Data shown:
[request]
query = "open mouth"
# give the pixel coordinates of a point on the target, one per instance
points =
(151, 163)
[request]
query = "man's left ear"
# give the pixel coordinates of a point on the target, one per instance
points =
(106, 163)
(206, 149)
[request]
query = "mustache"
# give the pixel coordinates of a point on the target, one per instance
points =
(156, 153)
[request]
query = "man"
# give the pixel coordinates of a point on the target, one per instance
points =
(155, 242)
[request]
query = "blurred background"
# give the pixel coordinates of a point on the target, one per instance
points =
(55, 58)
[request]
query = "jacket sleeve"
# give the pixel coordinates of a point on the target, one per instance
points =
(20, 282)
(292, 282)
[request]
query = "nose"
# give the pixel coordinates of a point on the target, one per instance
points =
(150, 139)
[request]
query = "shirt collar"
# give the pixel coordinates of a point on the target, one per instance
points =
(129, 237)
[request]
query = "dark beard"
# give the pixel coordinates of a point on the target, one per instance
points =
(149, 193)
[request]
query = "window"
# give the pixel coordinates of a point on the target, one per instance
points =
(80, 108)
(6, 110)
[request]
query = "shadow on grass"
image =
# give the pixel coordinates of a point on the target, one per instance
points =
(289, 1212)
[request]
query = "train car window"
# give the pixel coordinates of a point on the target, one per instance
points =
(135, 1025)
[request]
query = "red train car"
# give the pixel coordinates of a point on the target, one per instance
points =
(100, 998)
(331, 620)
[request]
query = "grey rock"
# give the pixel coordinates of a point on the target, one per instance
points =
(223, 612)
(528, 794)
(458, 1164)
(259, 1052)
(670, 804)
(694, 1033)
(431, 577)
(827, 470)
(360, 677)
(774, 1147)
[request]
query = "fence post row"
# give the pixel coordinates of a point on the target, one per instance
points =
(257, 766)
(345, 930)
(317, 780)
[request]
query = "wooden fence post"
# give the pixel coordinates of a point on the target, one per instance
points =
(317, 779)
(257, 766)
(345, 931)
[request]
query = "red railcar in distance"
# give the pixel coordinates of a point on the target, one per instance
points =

Requirement:
Set out the complete listing exactly as shown.

Completed task:
[request]
query = "open mouth"
# give the pixel coordinates of a point on the target, one per instance
points =
(151, 163)
[request]
query = "man's left ear"
# give the pixel coordinates of a point on the target, one per instance
points =
(106, 163)
(206, 149)
[request]
query = "mustache"
# give the pixel coordinates of a point on the target, one per instance
points =
(156, 153)
[request]
query = "man"
# give the pixel coordinates of a point on the target, one per instance
points =
(155, 242)
[request]
query = "blurred background"
# give the pixel coordinates of a point on the target, one per instance
points =
(55, 58)
[request]
query = "jacket sleeve"
# give the pixel coordinates of a point on the target, one per instance
points =
(20, 282)
(292, 282)
[request]
query = "nose"
# give the pixel coordinates of a point on the target, one per instance
points =
(150, 139)
[request]
query = "shirt collar"
# give the pixel coordinates of a point on the target, one per instance
points =
(129, 237)
[request]
query = "dark beard"
# give the pixel coordinates of a point on the target, one per instance
points =
(149, 193)
[request]
query = "window"
# give the pixel coordinates of a point on the target, one per instance
points =
(80, 108)
(6, 110)
[request]
query = "shadow on grass"
image =
# give the pixel coordinates of a point on the target, one per instance
points =
(289, 1212)
[request]
query = "train car window"
# give the pixel coordinates of a point on the target, one per instance
points =
(135, 1025)
[request]
query = "red train car"
# give the pixel coordinates of a point on the target, one per instance
points =
(100, 998)
(331, 620)
[request]
query = "grey rock"
# give the pixel coordinates of a point on the target, one per instance
points =
(223, 612)
(528, 794)
(458, 1164)
(259, 1052)
(670, 804)
(694, 1033)
(431, 577)
(827, 470)
(360, 677)
(774, 1147)
[request]
query = "fence post row"
# give the pixel coordinates of a point on the target, one per instance
points =
(257, 766)
(345, 930)
(317, 780)
[request]
query = "wooden fence post"
# give the pixel coordinates of a point on the target, one per instance
points =
(317, 779)
(257, 766)
(345, 931)
[request]
query = "red railcar in distance"
# give the pixel coordinates of a point on the target, one per instance
points =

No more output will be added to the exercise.